** Extrait choisi **
La décision de l’agente

 

[8]               En ce qui a trait aux risques de difficultés en cas de renvoi, l’agente n’a pas jugé que la preuve documentaire produite étayait les prétentions de la demanderesse. Les documents faisaient état de la situation générale du pays et des conditions dans lesquelles vit la population en général. L’agente a également fait remarquer qu’un rapport indiquait que depuis la fin de la guerre avec les rebelles des TLET, en mai 2009, la situation, même si elle est loin d’être idéale, ne cesse de s’améliorer. Elle demeure désastreuse pour certains Tamouls déplacés en raison du conflit. La plupart de ceux qui sont détenus dans des camps sont de jeunes hommes incapables de produire des pièces d’identité. Après avoir lu et examiné l’ensemble de la documentation, l’agente a estimé que celle‑ci n’étayait pas la prétention de la demanderesse selon laquelle les difficultés associées au risque de retourner au Sri Lanka seraient inhabituelles et injustifiées ou excessives.

** Données **
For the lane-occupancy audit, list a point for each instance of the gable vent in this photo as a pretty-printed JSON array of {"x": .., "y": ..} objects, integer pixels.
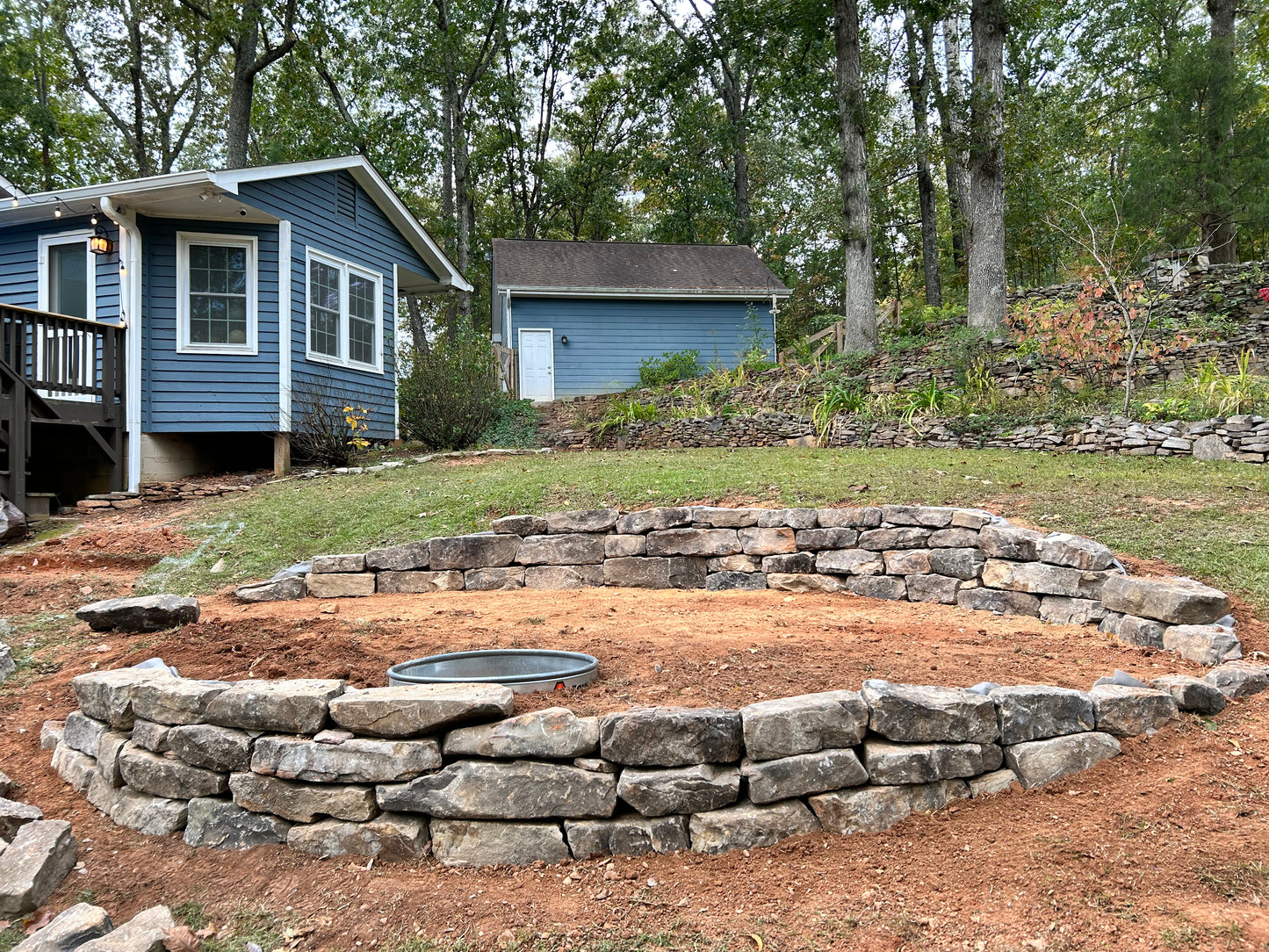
[{"x": 345, "y": 197}]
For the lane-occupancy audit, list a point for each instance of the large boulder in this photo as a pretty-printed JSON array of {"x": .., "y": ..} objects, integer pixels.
[
  {"x": 746, "y": 826},
  {"x": 1040, "y": 761},
  {"x": 804, "y": 724},
  {"x": 411, "y": 710},
  {"x": 551, "y": 732},
  {"x": 516, "y": 790},
  {"x": 670, "y": 737},
  {"x": 679, "y": 790},
  {"x": 1172, "y": 601},
  {"x": 1037, "y": 711},
  {"x": 770, "y": 781},
  {"x": 222, "y": 824},
  {"x": 914, "y": 712},
  {"x": 490, "y": 843},
  {"x": 356, "y": 761},
  {"x": 891, "y": 764},
  {"x": 294, "y": 706},
  {"x": 628, "y": 834},
  {"x": 140, "y": 613},
  {"x": 34, "y": 864}
]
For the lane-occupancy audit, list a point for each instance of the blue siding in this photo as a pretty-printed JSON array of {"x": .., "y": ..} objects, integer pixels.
[
  {"x": 372, "y": 242},
  {"x": 19, "y": 263},
  {"x": 205, "y": 393},
  {"x": 609, "y": 336}
]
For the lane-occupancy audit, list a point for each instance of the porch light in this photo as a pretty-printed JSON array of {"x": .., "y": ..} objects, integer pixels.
[{"x": 99, "y": 242}]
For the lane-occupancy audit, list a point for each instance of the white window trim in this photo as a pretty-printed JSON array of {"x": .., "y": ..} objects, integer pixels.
[
  {"x": 184, "y": 239},
  {"x": 66, "y": 238},
  {"x": 345, "y": 268}
]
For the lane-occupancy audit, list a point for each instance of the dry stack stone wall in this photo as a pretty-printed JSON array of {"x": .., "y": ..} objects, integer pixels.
[
  {"x": 395, "y": 772},
  {"x": 967, "y": 558}
]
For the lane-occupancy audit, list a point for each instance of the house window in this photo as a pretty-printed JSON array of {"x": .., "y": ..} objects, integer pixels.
[
  {"x": 345, "y": 313},
  {"x": 216, "y": 293}
]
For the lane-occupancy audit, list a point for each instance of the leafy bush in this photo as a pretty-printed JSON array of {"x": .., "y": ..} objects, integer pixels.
[
  {"x": 514, "y": 425},
  {"x": 448, "y": 388},
  {"x": 669, "y": 368}
]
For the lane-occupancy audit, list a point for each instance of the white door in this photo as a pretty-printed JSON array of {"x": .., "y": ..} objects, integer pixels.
[{"x": 537, "y": 364}]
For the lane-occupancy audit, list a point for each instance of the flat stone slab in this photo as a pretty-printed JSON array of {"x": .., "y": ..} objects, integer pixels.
[
  {"x": 1040, "y": 761},
  {"x": 914, "y": 712},
  {"x": 302, "y": 803},
  {"x": 1206, "y": 644},
  {"x": 395, "y": 838},
  {"x": 357, "y": 761},
  {"x": 176, "y": 700},
  {"x": 213, "y": 748},
  {"x": 1127, "y": 712},
  {"x": 34, "y": 863},
  {"x": 1037, "y": 711},
  {"x": 770, "y": 781},
  {"x": 679, "y": 790},
  {"x": 222, "y": 824},
  {"x": 891, "y": 764},
  {"x": 107, "y": 696},
  {"x": 628, "y": 834},
  {"x": 1192, "y": 693},
  {"x": 746, "y": 826},
  {"x": 551, "y": 732},
  {"x": 410, "y": 710},
  {"x": 296, "y": 706},
  {"x": 516, "y": 790},
  {"x": 68, "y": 931},
  {"x": 141, "y": 613},
  {"x": 154, "y": 817},
  {"x": 145, "y": 932},
  {"x": 1172, "y": 601},
  {"x": 670, "y": 737},
  {"x": 804, "y": 724},
  {"x": 168, "y": 777},
  {"x": 490, "y": 843}
]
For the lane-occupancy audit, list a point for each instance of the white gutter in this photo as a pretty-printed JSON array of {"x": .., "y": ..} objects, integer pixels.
[{"x": 130, "y": 318}]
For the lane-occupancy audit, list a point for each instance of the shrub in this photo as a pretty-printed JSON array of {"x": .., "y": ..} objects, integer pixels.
[
  {"x": 448, "y": 388},
  {"x": 669, "y": 368}
]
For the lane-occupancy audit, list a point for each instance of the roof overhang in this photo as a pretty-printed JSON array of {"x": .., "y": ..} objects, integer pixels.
[{"x": 701, "y": 293}]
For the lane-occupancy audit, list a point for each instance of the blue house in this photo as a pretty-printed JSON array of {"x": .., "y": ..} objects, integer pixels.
[
  {"x": 579, "y": 316},
  {"x": 162, "y": 327}
]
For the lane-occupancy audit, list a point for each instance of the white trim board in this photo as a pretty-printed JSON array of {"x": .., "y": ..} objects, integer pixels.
[{"x": 249, "y": 348}]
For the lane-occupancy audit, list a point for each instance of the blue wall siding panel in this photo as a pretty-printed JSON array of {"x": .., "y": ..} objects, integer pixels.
[
  {"x": 205, "y": 393},
  {"x": 372, "y": 242},
  {"x": 609, "y": 336}
]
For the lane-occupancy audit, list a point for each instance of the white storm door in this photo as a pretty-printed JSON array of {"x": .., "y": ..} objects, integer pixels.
[{"x": 537, "y": 364}]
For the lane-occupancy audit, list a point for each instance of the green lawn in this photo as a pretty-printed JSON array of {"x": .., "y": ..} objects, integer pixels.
[{"x": 1207, "y": 518}]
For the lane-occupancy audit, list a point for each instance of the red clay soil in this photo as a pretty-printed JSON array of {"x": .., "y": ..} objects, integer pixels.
[{"x": 1161, "y": 847}]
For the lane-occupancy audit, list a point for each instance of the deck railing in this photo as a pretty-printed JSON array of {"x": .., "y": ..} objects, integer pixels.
[{"x": 65, "y": 358}]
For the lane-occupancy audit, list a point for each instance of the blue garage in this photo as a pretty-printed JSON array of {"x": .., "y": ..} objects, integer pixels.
[{"x": 581, "y": 315}]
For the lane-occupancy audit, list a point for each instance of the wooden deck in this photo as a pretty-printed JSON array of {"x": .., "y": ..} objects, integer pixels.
[{"x": 61, "y": 381}]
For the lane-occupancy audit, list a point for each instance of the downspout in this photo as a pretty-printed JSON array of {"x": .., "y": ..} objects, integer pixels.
[{"x": 130, "y": 318}]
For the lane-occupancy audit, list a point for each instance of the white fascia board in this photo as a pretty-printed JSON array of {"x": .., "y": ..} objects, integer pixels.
[{"x": 706, "y": 293}]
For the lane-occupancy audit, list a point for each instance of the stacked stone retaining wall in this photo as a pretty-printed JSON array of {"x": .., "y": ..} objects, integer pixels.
[{"x": 398, "y": 772}]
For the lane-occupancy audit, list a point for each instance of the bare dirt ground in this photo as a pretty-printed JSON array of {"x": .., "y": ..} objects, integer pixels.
[{"x": 1164, "y": 847}]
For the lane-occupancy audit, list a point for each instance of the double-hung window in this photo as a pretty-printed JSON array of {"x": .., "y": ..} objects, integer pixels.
[
  {"x": 345, "y": 313},
  {"x": 216, "y": 296}
]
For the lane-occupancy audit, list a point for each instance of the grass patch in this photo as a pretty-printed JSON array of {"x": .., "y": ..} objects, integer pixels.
[{"x": 1206, "y": 518}]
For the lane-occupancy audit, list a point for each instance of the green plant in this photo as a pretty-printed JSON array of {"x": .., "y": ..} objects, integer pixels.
[
  {"x": 669, "y": 368},
  {"x": 448, "y": 387}
]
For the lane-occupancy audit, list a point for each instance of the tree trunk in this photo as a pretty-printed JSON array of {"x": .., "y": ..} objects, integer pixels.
[
  {"x": 859, "y": 305},
  {"x": 919, "y": 91},
  {"x": 1221, "y": 48},
  {"x": 953, "y": 127},
  {"x": 987, "y": 169}
]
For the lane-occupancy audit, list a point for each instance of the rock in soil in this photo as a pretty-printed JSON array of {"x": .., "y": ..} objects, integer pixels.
[{"x": 141, "y": 613}]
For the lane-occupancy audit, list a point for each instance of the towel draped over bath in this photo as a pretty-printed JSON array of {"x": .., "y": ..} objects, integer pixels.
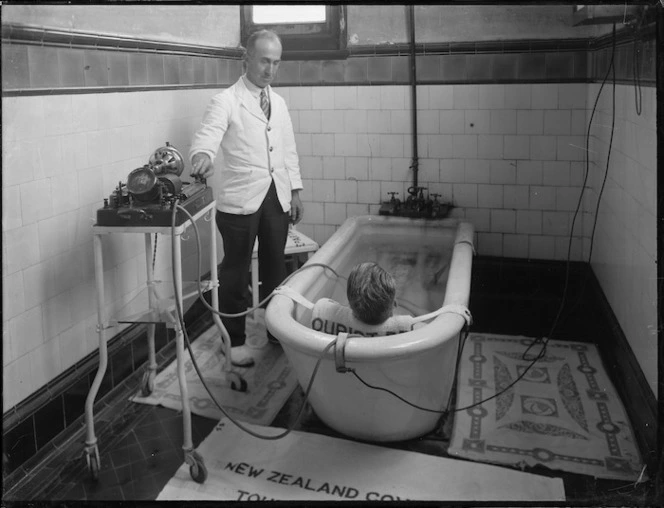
[{"x": 331, "y": 317}]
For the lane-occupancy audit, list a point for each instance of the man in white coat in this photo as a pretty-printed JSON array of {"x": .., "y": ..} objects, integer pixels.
[{"x": 260, "y": 180}]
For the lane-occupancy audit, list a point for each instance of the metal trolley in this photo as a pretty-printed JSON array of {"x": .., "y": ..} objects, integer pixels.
[{"x": 157, "y": 312}]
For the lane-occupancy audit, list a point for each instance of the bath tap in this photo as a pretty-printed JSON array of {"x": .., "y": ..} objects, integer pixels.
[{"x": 392, "y": 206}]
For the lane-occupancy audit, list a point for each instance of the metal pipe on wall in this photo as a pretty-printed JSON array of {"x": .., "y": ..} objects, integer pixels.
[{"x": 413, "y": 87}]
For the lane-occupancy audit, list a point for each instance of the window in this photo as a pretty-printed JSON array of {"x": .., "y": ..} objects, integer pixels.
[{"x": 306, "y": 31}]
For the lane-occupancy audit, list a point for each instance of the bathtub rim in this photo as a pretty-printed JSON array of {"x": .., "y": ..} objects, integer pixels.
[{"x": 376, "y": 349}]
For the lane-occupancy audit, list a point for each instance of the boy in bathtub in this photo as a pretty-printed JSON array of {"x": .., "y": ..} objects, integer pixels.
[{"x": 371, "y": 295}]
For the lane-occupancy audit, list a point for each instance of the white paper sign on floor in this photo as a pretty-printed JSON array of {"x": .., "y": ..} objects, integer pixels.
[{"x": 313, "y": 467}]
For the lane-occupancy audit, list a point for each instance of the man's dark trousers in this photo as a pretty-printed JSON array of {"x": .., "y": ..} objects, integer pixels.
[{"x": 239, "y": 232}]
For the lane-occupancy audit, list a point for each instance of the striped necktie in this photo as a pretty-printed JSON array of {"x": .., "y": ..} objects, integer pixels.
[{"x": 265, "y": 105}]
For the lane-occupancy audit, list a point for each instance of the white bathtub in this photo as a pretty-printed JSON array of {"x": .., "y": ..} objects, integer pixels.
[{"x": 418, "y": 365}]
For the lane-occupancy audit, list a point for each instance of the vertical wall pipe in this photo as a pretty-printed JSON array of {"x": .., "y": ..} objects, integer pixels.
[{"x": 413, "y": 88}]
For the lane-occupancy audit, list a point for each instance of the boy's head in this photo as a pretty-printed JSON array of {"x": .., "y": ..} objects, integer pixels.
[{"x": 371, "y": 292}]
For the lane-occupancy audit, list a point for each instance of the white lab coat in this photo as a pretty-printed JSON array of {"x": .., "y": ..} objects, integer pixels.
[{"x": 255, "y": 150}]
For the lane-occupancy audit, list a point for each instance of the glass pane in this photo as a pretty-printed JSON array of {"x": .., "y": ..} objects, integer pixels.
[{"x": 270, "y": 14}]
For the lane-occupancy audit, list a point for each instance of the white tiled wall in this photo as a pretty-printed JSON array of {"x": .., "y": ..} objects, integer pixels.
[
  {"x": 625, "y": 250},
  {"x": 61, "y": 156},
  {"x": 509, "y": 157}
]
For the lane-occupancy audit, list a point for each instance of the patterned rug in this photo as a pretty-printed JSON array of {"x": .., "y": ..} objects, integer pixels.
[
  {"x": 563, "y": 414},
  {"x": 270, "y": 381}
]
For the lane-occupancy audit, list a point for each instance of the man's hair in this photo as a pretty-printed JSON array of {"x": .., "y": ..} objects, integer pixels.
[
  {"x": 256, "y": 36},
  {"x": 371, "y": 292}
]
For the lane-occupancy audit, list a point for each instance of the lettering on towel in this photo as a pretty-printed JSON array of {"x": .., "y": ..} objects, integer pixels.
[
  {"x": 334, "y": 328},
  {"x": 301, "y": 482}
]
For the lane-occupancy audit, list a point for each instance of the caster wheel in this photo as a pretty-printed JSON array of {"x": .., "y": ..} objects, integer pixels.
[
  {"x": 147, "y": 384},
  {"x": 239, "y": 384},
  {"x": 93, "y": 465},
  {"x": 197, "y": 470}
]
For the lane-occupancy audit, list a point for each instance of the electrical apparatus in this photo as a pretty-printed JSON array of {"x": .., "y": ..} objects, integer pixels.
[{"x": 151, "y": 192}]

** Énoncé **
Selon l'extrait choisi, depuis quand la situation ne cesse-t-elle de s'améliorer ? Répondez en une phrase, s'il vous plaît.

** Corrigé **
Depuis la fin de la guerre avec les rebelles des TLET, en mai 2009.